* **DIRECTIVE 1**: In the earnings excerpt, how much did the closed-end fund launched during the second quarter raise in its initial public offering?

The increase in operating expenses reflects the overall growth of the business and costs related to the launch of a closed-end fund.

  • Total operating expenses were $90.2 million in the second quarter, compared with $69.3 million in second quarter of 2013 and $75.2 million in the first quarter of 2014, reflecting increases in distribution and administration and other operating expenses.
  • Operating expenses, as adjusted, which exclude certain charges including distribution and administration expenses, stock-based compensation, depreciation and amortization, and closed-end fund launch costs, were $44.5 million in the second quarter, compared with $40.2 million in the second quarter of 2013 and $43.5 million in the first quarter of 2014.  The increase from the prior year primarily reflects higher employment costs and an increase in other operating expenses.
  • Employment expenses were $35.5 million in the second quarter, which included $0.5 million of sales compensation for the closed-end fund launch and the final Newfleet transition costs of $0.4 million. Employment expenses were $32.9 million in the second quarter of 2013 and $35.0 million in the first quarter of 2014. The change from the prior year reflects the increase in personnel costs resulting from the growth of the business. The sequential increase reflects higher variable compensation which offset lower payroll taxes.
  • The year-over-year and sequential quarterly increases in distribution and administration expenses to $39.2 million from $24.3 million in the second quarter of 2013 and $27.7 million in the first quarter of 2014 primarily reflect the increase in mutual fund assets and $9.6 million in costs associated with the closed-end fund launch.
  • Other operating expenses were $13.1 million in the second quarter, which included $2.1 million in organizational, start-up and distribution costs associated with the launch of new funds; expenses due to several other discrete business activities; and the annual equity grants to the Board of Directors. In addition, there was $0.5 million related to the transition of middle- and back-office systems. Other operating expenses were $10.3 million in the prior-year quarter and $10.5 million in the prior quarter.

Investment Capabilities

As previously reported, the company introduced new products during the second quarter with an initial public offering of a closed-end fund and the registration of an unconstrained fixed income fund.

  • The Duff & Phelps Select Energy MLP Fund Inc.1 (NYSE: DSE), a closed-end fund managed by Duff & Phelps Investment Management Co., raised $485 million in its initial public offering on June 26, 2014, increasing the company's assets under management for its nine closed-end funds to $7.5 billion. The fund is expected to add financial leverage, which is limited to 33 percent of total assets, during the third quarter.
  • The company has filed a registration with the Securities and Exchange Commission for the Virtus Strategic Income Fund2, an unconstrained bond fund that will leverage the existing multi-sector fixed-income capabilities of the company's Newfleet Asset Management affiliate. The fund will give investors broad exposure to bond markets by employing a strategy that will invest across 14 fixed income sectors while allowing the manager to underweight, eliminate or short securities or sectors they feel are significantly overvalued, and dynamically adjust the duration of the portfolio based on views of the interest rate environment. Newfleet managed $12.8 billion in open-end, closed-end, variable insurance, UCITS, and institutional strategies at June 30, 2014.

* **RECORDS FOR THE TASK**:
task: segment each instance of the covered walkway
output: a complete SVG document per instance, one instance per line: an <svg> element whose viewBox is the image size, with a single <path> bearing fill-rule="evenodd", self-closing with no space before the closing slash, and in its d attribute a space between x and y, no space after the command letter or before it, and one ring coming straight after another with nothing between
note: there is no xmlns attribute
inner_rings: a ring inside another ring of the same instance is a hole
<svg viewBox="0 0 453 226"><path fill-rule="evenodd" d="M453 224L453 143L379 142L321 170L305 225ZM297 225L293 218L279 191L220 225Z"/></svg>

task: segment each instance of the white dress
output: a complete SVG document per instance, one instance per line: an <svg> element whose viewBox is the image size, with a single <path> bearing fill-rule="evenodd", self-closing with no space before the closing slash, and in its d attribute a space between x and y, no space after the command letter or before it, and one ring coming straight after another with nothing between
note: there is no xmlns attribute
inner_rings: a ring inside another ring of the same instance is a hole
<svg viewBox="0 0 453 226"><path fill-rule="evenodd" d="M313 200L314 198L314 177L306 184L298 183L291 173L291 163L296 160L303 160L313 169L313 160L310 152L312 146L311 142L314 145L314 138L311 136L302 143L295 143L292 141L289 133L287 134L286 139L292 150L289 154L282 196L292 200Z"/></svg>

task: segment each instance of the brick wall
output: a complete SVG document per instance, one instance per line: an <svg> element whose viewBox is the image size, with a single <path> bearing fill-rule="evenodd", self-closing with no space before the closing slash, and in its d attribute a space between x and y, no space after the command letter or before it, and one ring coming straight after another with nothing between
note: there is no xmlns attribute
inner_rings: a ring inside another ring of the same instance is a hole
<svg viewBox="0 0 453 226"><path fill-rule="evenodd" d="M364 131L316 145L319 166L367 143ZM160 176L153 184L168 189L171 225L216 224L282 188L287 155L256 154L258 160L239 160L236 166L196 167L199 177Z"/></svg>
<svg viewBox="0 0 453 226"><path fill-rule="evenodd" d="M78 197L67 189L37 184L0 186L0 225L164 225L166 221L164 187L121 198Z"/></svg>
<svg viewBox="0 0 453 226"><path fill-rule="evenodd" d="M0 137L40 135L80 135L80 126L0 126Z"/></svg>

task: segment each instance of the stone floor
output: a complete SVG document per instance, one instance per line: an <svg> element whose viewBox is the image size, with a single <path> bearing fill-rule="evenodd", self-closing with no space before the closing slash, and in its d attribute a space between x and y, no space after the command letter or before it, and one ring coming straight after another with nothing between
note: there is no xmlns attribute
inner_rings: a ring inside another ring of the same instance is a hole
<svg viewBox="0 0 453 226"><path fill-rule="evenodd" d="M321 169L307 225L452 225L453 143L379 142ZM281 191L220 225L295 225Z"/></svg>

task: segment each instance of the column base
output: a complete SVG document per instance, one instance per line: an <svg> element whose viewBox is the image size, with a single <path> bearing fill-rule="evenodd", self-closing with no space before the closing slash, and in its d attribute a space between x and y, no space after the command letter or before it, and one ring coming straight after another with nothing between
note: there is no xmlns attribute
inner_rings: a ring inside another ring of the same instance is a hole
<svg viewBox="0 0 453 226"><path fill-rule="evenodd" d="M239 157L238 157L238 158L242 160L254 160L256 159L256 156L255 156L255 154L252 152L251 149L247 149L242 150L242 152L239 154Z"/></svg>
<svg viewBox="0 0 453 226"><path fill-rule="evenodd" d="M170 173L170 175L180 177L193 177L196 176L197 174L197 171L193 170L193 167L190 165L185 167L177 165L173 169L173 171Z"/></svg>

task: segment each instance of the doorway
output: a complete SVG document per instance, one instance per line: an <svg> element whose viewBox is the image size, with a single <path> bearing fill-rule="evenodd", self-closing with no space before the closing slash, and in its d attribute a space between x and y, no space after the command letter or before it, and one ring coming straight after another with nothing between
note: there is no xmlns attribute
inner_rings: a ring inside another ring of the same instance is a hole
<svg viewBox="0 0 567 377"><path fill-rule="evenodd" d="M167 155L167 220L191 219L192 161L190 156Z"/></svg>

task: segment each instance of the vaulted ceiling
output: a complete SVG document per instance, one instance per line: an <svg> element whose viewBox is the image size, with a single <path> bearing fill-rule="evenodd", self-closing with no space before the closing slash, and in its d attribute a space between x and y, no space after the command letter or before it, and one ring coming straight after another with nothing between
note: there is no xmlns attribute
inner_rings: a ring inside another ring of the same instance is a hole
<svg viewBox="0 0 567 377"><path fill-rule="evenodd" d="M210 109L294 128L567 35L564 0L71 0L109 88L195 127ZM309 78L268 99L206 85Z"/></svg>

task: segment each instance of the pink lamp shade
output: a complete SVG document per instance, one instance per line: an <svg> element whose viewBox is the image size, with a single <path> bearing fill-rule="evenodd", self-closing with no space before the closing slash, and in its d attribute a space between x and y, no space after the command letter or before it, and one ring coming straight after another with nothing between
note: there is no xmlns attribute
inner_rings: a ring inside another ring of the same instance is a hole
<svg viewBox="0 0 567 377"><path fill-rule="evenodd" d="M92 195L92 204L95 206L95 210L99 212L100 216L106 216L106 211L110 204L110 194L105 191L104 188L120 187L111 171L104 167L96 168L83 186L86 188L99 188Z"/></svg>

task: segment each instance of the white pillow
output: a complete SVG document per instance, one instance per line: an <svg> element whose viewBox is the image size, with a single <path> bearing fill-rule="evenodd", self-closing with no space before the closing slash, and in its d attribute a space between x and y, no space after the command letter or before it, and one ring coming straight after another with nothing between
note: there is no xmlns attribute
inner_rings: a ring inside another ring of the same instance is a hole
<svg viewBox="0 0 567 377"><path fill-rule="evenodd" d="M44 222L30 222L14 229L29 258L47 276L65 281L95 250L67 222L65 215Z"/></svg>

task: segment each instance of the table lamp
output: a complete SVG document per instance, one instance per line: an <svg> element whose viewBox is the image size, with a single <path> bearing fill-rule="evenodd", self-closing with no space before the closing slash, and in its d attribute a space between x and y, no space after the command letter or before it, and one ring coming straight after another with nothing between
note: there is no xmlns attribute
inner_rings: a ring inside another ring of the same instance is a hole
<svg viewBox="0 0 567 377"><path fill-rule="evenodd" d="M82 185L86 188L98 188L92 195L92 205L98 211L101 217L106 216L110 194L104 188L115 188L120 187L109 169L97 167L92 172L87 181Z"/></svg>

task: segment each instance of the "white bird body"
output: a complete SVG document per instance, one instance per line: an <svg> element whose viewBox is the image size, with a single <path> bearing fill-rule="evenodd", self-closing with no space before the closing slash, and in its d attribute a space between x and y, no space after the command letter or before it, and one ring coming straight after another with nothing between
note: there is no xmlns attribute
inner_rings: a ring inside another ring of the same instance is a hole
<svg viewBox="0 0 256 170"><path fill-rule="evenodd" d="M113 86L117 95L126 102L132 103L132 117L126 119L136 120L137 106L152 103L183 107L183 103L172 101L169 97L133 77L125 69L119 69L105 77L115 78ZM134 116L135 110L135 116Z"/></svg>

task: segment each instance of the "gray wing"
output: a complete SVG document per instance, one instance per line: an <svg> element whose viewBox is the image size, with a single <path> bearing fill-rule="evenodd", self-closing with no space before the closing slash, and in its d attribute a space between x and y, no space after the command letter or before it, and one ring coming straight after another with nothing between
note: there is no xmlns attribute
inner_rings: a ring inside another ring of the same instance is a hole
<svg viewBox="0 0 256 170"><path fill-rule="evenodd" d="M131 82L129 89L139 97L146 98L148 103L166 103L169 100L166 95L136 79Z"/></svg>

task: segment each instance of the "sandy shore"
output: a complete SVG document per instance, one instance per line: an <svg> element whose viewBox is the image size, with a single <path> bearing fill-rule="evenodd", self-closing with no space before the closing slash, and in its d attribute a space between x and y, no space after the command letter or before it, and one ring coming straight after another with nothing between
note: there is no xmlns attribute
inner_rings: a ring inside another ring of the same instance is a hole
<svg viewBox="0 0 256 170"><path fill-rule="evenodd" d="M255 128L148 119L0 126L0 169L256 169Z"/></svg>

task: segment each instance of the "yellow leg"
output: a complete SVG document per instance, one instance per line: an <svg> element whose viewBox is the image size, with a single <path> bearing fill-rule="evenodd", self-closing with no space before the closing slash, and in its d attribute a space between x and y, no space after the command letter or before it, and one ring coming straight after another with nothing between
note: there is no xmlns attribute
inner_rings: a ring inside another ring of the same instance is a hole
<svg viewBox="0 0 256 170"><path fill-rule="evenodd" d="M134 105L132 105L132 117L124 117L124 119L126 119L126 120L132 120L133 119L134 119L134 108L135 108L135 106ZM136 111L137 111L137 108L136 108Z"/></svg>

* **DIRECTIVE 2**: Echo everything in the entries from the line that contains "task: segment each instance of the column" down to the line that contains "155L167 220L191 219L192", including both of those lines.

* **CORRECT ANSWER 1**: $485 million

* **CORRECT ANSWER 2**:
task: segment each instance of the column base
output: a complete SVG document per instance, one instance per line: an <svg> element whose viewBox is the image size, with a single <path> bearing fill-rule="evenodd", self-closing with no space before the closing slash, and in its d attribute a space between x and y, no space after the command letter or before it, and one ring coming straight after another with nothing between
note: there is no xmlns attribute
inner_rings: a ring inside another ring of the same instance is a hole
<svg viewBox="0 0 453 226"><path fill-rule="evenodd" d="M239 157L238 157L238 158L242 160L254 160L256 159L256 156L255 156L255 154L252 152L251 149L247 149L242 150L242 152L239 154Z"/></svg>
<svg viewBox="0 0 453 226"><path fill-rule="evenodd" d="M170 173L170 175L180 177L193 177L196 176L197 174L197 171L193 170L193 167L190 165L185 167L177 165L173 169L173 171Z"/></svg>

task: segment each instance of the doorway
output: a complete SVG document per instance, one instance per line: an <svg> element whose viewBox is the image size, with a single <path> bearing fill-rule="evenodd", self-closing with no space before the closing slash, and in its d attribute a space between x and y, no space after the command letter or before it, and one ring coming straight after another with nothing between
note: there is no xmlns attribute
inner_rings: a ring inside another ring of the same instance is a hole
<svg viewBox="0 0 567 377"><path fill-rule="evenodd" d="M167 155L167 220L191 219L192 161L190 156Z"/></svg>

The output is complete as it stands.